## AIM
Can you write out all of the data below again, requests included, with every point coordinate in the answers shifted by -61? Leave the pictures out.

## SUPPLIED INFORMATION
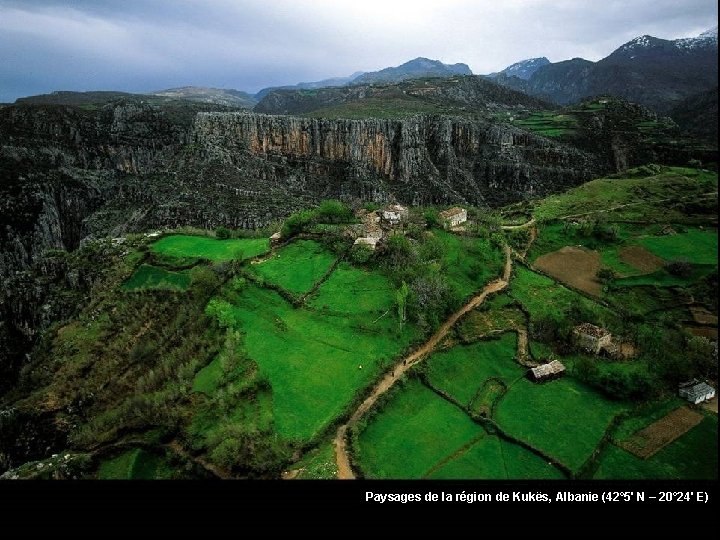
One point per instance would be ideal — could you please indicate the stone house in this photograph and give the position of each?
(453, 217)
(394, 214)
(592, 338)
(546, 372)
(695, 391)
(367, 241)
(275, 239)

## REPLY TO THE TASK
One point per instance would be ideal — could you please indicate the stone house in this photograph and give the position of each?
(392, 156)
(333, 153)
(531, 277)
(485, 311)
(634, 330)
(306, 180)
(214, 178)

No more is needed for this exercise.